__What you need to do__
Take the data that follows and retype it word for word.

++++ Available records ++++

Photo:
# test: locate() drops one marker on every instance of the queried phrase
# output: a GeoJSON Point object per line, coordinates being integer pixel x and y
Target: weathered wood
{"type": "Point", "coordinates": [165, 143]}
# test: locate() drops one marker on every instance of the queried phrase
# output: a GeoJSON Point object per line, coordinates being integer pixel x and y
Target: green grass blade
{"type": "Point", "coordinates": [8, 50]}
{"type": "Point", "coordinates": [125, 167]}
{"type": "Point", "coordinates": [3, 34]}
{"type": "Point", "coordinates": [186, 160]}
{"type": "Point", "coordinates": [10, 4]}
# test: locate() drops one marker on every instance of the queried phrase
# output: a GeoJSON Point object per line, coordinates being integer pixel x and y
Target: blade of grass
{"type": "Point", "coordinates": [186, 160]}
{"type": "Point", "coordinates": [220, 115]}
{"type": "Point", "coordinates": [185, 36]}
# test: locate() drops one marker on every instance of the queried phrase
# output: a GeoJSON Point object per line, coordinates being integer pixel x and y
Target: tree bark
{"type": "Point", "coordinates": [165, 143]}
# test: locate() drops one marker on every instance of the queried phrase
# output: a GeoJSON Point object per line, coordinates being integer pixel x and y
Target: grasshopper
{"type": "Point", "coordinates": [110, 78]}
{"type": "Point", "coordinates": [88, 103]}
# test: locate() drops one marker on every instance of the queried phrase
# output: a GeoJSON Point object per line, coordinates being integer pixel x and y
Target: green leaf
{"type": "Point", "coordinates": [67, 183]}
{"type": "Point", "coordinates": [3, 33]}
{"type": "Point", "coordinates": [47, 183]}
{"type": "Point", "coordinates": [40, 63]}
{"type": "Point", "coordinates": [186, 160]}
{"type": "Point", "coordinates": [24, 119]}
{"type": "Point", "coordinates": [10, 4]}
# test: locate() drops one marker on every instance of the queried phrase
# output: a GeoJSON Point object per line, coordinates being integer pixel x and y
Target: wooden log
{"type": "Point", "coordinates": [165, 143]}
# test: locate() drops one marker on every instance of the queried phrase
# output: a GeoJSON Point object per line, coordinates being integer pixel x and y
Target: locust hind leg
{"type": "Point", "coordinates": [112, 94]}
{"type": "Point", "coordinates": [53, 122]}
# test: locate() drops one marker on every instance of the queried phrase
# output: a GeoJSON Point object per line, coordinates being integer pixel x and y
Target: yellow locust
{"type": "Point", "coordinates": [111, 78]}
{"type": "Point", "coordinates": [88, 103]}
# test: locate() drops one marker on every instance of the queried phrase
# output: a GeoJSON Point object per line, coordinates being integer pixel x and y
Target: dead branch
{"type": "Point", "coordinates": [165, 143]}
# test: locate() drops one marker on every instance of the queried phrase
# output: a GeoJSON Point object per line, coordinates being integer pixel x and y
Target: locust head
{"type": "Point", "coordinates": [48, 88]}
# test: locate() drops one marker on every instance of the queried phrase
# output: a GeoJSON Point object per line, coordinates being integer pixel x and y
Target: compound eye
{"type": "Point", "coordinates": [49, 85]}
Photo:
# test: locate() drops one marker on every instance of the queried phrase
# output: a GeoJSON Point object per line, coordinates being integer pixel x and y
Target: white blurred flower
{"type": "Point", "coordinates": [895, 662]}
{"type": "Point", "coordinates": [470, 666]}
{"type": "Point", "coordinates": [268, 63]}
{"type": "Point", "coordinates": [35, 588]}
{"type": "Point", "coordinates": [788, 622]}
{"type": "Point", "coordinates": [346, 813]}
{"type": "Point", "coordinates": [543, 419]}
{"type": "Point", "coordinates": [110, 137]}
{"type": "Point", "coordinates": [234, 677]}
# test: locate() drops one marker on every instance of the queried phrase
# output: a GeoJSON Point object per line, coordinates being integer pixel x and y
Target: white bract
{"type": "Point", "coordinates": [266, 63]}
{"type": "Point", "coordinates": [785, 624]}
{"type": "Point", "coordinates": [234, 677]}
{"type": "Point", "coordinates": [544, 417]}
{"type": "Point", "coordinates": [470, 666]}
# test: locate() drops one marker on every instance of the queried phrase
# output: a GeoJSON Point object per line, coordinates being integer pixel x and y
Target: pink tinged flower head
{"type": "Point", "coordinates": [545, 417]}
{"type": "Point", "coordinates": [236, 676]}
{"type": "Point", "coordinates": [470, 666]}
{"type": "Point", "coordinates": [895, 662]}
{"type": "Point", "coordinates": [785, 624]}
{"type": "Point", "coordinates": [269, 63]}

++++

__Solution to the exercise__
Photo:
# test: locate() drops one marker on every instance of the queried phrase
# output: a GeoJSON Point object per line, coordinates being integer pixel x and y
Target: weathered wood
{"type": "Point", "coordinates": [165, 143]}
# test: locate() drops one marker on every instance of the queried phrase
# output: a GeoJSON Point object per line, coordinates being integer pixel x and y
Target: green grass blade
{"type": "Point", "coordinates": [8, 50]}
{"type": "Point", "coordinates": [125, 167]}
{"type": "Point", "coordinates": [3, 34]}
{"type": "Point", "coordinates": [186, 160]}
{"type": "Point", "coordinates": [10, 4]}
# test: locate() drops one marker on every instance of the queried phrase
# output: a GeoJSON Point object per line, coordinates being integer pixel x and y
Target: blade of grass
{"type": "Point", "coordinates": [186, 160]}
{"type": "Point", "coordinates": [220, 115]}
{"type": "Point", "coordinates": [185, 36]}
# test: locate() drops one marker on every instance of the queried phrase
# output: a GeoJSON Point object per line, coordinates being integer pixel x and y
Target: tree bark
{"type": "Point", "coordinates": [165, 143]}
# test: locate() drops one marker on every instance of the queried phrase
# output: a GeoJSON Point object per line, coordinates being integer pixel x and y
Target: grasshopper
{"type": "Point", "coordinates": [110, 78]}
{"type": "Point", "coordinates": [88, 103]}
# test: locate() drops one marker on every instance of the queried phrase
# output: a GeoJSON Point object per line, coordinates being integer pixel x and y
Target: green leaf
{"type": "Point", "coordinates": [67, 183]}
{"type": "Point", "coordinates": [3, 33]}
{"type": "Point", "coordinates": [47, 183]}
{"type": "Point", "coordinates": [40, 63]}
{"type": "Point", "coordinates": [186, 160]}
{"type": "Point", "coordinates": [24, 119]}
{"type": "Point", "coordinates": [10, 4]}
# test: locate() drops one marker on every instance of the queried phrase
# output: a GeoJSON Point object per line, coordinates being integer pixel x and y
Target: wooden log
{"type": "Point", "coordinates": [165, 143]}
# test: locate() drops one marker on every instance of the queried phrase
# output: a GeoJSON Point object per line, coordinates being integer pixel x and y
Target: locust hind leg
{"type": "Point", "coordinates": [112, 94]}
{"type": "Point", "coordinates": [53, 122]}
# test: locate() drops one marker on every instance of the queried phrase
# output: a GeoJSON Point object per line, coordinates being integer pixel x and y
Target: yellow locust
{"type": "Point", "coordinates": [111, 78]}
{"type": "Point", "coordinates": [88, 103]}
# test: locate() drops one marker on every instance of the queried phrase
# output: a GeoJSON Point object per line, coordinates being integer pixel x and y
Target: dead branch
{"type": "Point", "coordinates": [165, 143]}
# test: locate() drops one marker on every instance of the queried phrase
# output: a GeoJSON Point object per line, coordinates being integer pixel x and y
Target: locust head
{"type": "Point", "coordinates": [48, 88]}
# test: locate() drops one marker on every instance of the queried phrase
# output: a GeoJSON Point object per line, coordinates being integer pixel x and y
Target: compound eye
{"type": "Point", "coordinates": [49, 85]}
Photo:
# test: locate() drops one marker on every instance of the queried phrase
# output: a GeoJSON Point object per line, coordinates being integer pixel x and y
Target: white blurred flower
{"type": "Point", "coordinates": [895, 662]}
{"type": "Point", "coordinates": [470, 666]}
{"type": "Point", "coordinates": [268, 63]}
{"type": "Point", "coordinates": [35, 588]}
{"type": "Point", "coordinates": [788, 622]}
{"type": "Point", "coordinates": [346, 813]}
{"type": "Point", "coordinates": [543, 419]}
{"type": "Point", "coordinates": [110, 137]}
{"type": "Point", "coordinates": [234, 677]}
# test: locate() drops one marker on every instance of the queried phrase
# output: a GeoJSON Point object per line, coordinates being integer pixel x and y
Target: white bract
{"type": "Point", "coordinates": [266, 63]}
{"type": "Point", "coordinates": [785, 624]}
{"type": "Point", "coordinates": [234, 677]}
{"type": "Point", "coordinates": [544, 417]}
{"type": "Point", "coordinates": [470, 666]}
# test: locate() drops one marker on every instance of the queried phrase
# output: a GeoJSON Point object per line, coordinates being integer pixel x and y
Target: pink tinged flower head
{"type": "Point", "coordinates": [545, 417]}
{"type": "Point", "coordinates": [236, 676]}
{"type": "Point", "coordinates": [470, 666]}
{"type": "Point", "coordinates": [895, 662]}
{"type": "Point", "coordinates": [785, 624]}
{"type": "Point", "coordinates": [269, 63]}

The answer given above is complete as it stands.